* Text segment *
It is by no means clear that resemblance of rite and ceremonial and coincidence in point of time of calendared festivals furnish the proper material from which to formulate the law and to determine the source of religious observance. For example, however we may judge of the Salvation Army, it is obvious that a very different principle underlies and animates Mr. Booth’s following from that which inspires the soldiers of King George. Military organisation merely suggested a useful and convenient form of discipline. In this case resemblance is utterly misleading, and the archÆologist of the distant future, who should argue that the venerated coat of the General, supposing it to have been preserved, points to some mad but futile attempt to repeat the religious conquests of Mahomet, would be quite as wide of the truth as he who should seek the General’s prototype in the militant ecclesiastic of the Middle Ages.

A further danger attends the student of religions. This arises from prepossession rather than from hypothesis and leads him to mistake deduction for induction. He finds, we will suppose, what he takes to be a latchkey. It is an instrument considerably the worse for wear and of a somewhat unusual pattern. He is quite certain it is a key. There is no room for doubt. He determines to find a lock which it will fit. Starting with the key he examines locks prehistoric, mediÆval and modern, but all in vain, for the simple reason that the implement in his hands is not a key at all but the head of a fish spear.

* What to produce *
In the passage on the study of religions, what does the implement that the student takes for a latchkey actually turn out to be?

Items listed in a dataset

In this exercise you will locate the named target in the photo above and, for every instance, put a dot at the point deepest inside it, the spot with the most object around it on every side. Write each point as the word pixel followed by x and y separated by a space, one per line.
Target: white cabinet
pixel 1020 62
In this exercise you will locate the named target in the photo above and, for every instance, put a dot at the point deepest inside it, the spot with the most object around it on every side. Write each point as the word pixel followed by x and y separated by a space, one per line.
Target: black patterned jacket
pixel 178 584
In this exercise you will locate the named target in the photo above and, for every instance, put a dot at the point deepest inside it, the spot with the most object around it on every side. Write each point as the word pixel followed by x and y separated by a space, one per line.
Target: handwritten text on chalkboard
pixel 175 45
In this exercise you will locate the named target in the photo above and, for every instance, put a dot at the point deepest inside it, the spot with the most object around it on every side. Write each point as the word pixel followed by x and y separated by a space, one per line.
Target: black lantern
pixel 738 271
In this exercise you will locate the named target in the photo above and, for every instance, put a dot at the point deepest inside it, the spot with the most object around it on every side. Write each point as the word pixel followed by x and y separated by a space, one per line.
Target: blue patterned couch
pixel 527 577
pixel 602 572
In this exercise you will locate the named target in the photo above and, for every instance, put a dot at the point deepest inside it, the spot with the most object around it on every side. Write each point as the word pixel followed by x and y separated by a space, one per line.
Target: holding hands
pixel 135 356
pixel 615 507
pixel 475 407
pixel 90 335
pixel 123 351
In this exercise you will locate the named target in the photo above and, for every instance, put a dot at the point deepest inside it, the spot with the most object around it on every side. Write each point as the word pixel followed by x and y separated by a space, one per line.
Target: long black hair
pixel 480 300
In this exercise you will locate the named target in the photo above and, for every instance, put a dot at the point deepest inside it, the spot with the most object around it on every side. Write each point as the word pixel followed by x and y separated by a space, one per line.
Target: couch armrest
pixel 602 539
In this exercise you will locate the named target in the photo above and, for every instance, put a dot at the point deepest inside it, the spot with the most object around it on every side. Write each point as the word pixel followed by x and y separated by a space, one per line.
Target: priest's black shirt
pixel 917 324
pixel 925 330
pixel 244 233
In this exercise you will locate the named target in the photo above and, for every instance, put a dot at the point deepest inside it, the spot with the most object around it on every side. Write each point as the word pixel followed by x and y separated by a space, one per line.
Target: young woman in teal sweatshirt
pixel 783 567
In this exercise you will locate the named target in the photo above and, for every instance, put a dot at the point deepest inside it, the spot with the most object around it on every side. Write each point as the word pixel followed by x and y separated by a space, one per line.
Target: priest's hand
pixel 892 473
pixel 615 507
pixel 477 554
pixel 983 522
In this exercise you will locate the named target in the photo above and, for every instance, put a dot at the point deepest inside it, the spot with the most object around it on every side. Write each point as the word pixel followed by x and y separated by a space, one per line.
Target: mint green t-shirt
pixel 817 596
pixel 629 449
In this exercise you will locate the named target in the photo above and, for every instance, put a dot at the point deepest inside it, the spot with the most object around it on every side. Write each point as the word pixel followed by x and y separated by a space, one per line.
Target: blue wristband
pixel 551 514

* Task answer *
The head of a fish spear.